Exercise passage: Begin
# Development and validation of the mental health service demand and utilization questionnaire

**Authors:** Shuning Zhang, Siyuan Zhang, Zixuan Feng, Ping Jiang, Yunfeng Gao, Lei Zhang, Kejia Geng, Baojun Wang, Li Duan

PMC · DOI: 10.3389/fpubh.2025.1725107 · Frontiers in Public Health · 2026-01-12

## TL;DR

This paper introduces a new questionnaire to assess mental health service needs and usage, validated in a large Chinese study involving adolescents and older adults.

## Contribution

The study presents a novel, culturally relevant questionnaire validated for assessing mental health service demand and utilization.

## Key findings

- The Service Needs subscale showed high internal consistency (Cronbach’s α = 0.975).
- Exploratory factor analysis identified three key factors explaining 82.716% of the variance.
- The questionnaire demonstrated strong validity and reliability in its target populations.

## Abstract

As the global burden of mental health issues continues to grow, significant gaps persist in assessing the demand for and utilization of mental health services, particularly among vulnerable populations such as adolescents and older adults. Existing assessment tools often lack cultural and policy relevance, limiting their applicability across diverse social, political, and medical contexts. Guided by a revised Demand and Utilization Framework for Mental Health Services (R-MUSDU), this study aimed to develop and validate a comprehensive Mental Health Service Demand and Utilization Questionnaire (MHSDUQ). The instrument incorporates contextual, individual, and service-related factors to provide a more accurate evaluation of both service needs and patterns of utilization.
Exercise passage: End
Exercise:
Which kinds of factors does the questionnaire described in the abstract above incorporate? List every one the abstract names.
Supplied records: Begin
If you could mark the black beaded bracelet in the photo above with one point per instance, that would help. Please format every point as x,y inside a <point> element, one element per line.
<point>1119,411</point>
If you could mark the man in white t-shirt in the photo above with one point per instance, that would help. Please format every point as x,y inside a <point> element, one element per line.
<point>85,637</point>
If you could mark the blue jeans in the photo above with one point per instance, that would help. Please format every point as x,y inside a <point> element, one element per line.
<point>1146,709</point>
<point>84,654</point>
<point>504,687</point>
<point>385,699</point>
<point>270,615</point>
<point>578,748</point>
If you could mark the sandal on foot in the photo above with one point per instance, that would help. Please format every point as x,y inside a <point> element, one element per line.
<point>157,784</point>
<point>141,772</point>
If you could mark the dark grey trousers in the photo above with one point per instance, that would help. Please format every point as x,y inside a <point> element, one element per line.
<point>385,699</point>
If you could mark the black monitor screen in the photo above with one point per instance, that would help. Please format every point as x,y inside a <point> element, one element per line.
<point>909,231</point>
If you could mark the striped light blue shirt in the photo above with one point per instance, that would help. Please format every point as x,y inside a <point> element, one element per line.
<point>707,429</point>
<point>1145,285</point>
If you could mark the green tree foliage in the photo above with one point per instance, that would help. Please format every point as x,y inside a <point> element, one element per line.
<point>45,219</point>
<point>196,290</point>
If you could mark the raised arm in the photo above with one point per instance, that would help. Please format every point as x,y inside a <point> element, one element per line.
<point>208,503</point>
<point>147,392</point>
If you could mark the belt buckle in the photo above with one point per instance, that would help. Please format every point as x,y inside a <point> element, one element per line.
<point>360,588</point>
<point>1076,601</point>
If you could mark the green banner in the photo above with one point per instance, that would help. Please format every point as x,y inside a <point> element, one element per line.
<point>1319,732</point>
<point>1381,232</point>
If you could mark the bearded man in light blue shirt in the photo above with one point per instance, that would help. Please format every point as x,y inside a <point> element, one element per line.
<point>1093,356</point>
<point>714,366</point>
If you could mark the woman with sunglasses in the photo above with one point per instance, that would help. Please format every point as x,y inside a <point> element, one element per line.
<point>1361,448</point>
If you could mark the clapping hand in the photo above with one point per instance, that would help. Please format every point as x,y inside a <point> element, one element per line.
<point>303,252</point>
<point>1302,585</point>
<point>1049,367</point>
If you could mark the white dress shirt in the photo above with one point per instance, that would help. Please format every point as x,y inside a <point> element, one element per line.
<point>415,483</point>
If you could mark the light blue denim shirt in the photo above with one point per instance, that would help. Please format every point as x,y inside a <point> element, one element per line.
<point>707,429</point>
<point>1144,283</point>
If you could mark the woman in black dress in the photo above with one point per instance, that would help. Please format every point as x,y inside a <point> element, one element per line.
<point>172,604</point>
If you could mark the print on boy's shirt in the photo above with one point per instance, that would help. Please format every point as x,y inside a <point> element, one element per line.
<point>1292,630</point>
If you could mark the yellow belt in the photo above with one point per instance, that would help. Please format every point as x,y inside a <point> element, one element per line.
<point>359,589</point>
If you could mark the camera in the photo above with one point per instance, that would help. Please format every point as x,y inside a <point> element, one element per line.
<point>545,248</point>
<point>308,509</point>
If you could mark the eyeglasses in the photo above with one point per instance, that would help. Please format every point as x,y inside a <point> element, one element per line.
Supplied records: End
Exercise response:
Contextual, individual, and service-related factors.